----- Reading passage -----

Dinner Recipes,  Soup Recipes

Beef Birria Tacos

This is one of those dishes where you’re going to spend some time in the kitchen…so prepare for it and enjoy it the smells are amazing and the process is therapeutic!  Birria is a popular Mexican dish that originated in the Jalisco state. It is traditionally made with lamb or goat meat, but it is common for people to use beef. Birria is most commonly consumed as a stew but also can be shredded for tacos. Making new dishes is one of my favorite part about cooking as it forces me to research and learn not only about the dish but also the origins. Birria is also referred to as a humble stew and I also read that it can cure a hangover??? All my boys loved it but my second to oldest son said “Mom this is some serious soul food” and I have to agree. It is so savory and full of flavor that in the taco you just kept coming back for more. (I also used the leftovers to make quesadillas and that was great too!) Lets get to the recipe:)

Ingredients

For the Meat

  • 4 lbs of Beef Chuck Roast
  • 2 lbs of beef soup bones
  • 2 Tlbs of olive oil
  • Salt and Pepper

For the Sauce/Broth

  • 6 Dried Chile de Arbol
  • 10 Dried Guajillo Chiles
  • 1 large onion
  • 6 Cloves Garlic
  • 1 Tbls of butter
  • 2 Tbls of tomato paste
  • 1/8 tsp of cinnamon
  • 1 Tsp of salt
  • 1 Tbls of Cumin
  • 1 Tbls Dried Oregano
  • 2 Bay Leaves
  • 2 Tbls of fresh chopped Cilantro
  • 1/2 cup of steeped water (see recipe…I saved the water from steeping the peppers)
  • 2 tsp of Ancho Chili Powder
  • 1 Tbls Apple Cider Vinegar
  • 4 cups Beef Broth
  • Cilantro, Lime and Onions for topping the tacos after the dish is prepared

Instructions

Preparation

  • Season the meat with salt and pepper
  • Over med/high heat add olive oil and sear meat till brown on all sides and set aside
  • Cut open the dried chiles with scissors and remove the seeds
  • Toast the dried chiles  2-3 minutes, moving constantly so they don’t burn. Set aside
  • Add the chiles from the previous step to a pot with 2 cups of boiling water for about 20 minutes, or until softened.

----- Data -----

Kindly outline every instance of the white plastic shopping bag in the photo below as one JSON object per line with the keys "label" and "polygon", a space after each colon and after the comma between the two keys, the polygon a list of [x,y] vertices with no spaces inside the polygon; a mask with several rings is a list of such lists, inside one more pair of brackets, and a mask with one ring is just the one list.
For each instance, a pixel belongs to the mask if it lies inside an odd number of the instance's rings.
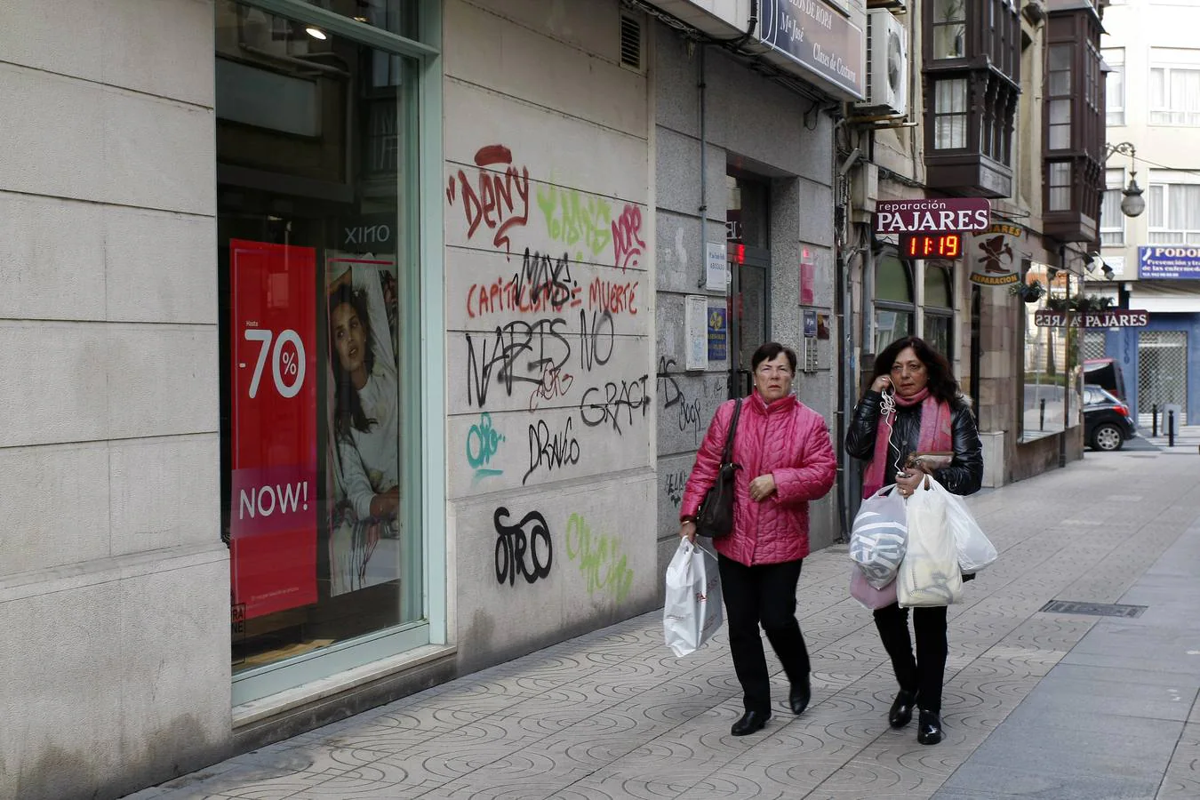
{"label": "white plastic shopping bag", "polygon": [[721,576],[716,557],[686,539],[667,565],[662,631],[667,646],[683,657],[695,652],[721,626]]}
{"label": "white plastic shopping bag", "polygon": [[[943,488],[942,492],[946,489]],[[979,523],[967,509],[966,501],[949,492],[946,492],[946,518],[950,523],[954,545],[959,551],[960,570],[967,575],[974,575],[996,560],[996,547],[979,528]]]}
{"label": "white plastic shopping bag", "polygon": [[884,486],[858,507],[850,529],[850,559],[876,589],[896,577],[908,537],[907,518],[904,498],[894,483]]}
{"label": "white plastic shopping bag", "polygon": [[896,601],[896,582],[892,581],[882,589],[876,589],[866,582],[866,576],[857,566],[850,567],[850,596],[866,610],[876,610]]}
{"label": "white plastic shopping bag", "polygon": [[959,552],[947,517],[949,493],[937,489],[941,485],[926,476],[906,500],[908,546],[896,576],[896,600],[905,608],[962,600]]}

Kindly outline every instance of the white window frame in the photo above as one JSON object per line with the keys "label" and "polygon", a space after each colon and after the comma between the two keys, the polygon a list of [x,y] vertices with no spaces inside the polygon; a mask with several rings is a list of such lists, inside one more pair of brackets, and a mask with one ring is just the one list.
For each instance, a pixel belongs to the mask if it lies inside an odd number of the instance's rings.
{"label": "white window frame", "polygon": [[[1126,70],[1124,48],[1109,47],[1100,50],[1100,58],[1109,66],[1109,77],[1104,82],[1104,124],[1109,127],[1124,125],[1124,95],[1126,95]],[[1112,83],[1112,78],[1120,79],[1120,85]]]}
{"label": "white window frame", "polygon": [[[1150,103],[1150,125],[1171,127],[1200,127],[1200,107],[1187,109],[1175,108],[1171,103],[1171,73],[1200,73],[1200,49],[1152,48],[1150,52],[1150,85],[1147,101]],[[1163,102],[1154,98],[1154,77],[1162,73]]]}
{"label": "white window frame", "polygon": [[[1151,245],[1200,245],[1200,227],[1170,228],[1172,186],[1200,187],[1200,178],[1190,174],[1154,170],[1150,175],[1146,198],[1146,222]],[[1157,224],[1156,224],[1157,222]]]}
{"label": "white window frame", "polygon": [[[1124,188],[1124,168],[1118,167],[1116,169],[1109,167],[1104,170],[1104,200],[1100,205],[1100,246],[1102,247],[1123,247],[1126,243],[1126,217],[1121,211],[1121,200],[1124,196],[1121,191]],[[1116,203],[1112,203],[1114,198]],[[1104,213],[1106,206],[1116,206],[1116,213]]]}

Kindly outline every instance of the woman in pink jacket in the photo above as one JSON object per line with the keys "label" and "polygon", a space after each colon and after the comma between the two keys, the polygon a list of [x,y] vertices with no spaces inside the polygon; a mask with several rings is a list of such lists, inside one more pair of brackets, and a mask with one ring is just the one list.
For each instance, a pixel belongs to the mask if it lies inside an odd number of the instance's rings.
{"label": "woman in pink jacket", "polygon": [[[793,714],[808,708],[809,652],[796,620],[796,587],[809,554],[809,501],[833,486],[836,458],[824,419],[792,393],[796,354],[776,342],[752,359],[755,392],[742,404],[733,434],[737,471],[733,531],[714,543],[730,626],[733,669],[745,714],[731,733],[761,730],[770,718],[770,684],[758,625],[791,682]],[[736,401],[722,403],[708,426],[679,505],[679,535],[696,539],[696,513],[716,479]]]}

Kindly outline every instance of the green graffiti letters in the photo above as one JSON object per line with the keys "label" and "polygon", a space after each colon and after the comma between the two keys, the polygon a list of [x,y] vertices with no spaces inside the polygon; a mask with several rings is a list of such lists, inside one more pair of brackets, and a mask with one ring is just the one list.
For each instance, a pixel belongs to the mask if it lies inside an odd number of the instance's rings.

-----

§ **Problems and tasks**
- A) According to the beef birria tacos recipe, in which Mexican state did birria originate?
- B) Extend the beef birria tacos recipe, picking up after its last preparation step.
These records were taken from a separate source.

§ **Answers for each item**
- A) Birria originated in the Jalisco state.

- B)
  • Next melt 1 tablespoon of butter over medium heat in a frying pan and cook the onions and garlic until soft.  Add tomato paste and incorporate. Set aside
  • Next blend the chiles (including 1/2 cup of the steeped water), the ingredients from the previous step, cinnamon, salt, cumin, oregano, Ancho Chile powder, and Apple Cider vinegar. Blend until smooth
  • Place seared beef in a large Dutch oven and top with blended chili mixture
  • Next add 2 bay leaf’s, cilantro, and beef broth to Dutch oven and bring to a boil on the stove top. Once you bring it up to a boil cover and turn off heat. Place Dutch Oven into oven at 350 degrees for 4 hours or until beef can be easily shred

How to Serve

  • Remove the meat and shred it. Discard beef bones
  • You can then serve it over the soup made from the sauce that the meat cooked in or you can serve it with tortillas as tacos with cilantro, lime, and onions. Make sure you serve the tacos with the broth on the side to dip your taco into. Some recipes will call for dipping the tortilla into the broth before warming up. I also like to drizzle a little sauce onto the meat after it’s in the taco.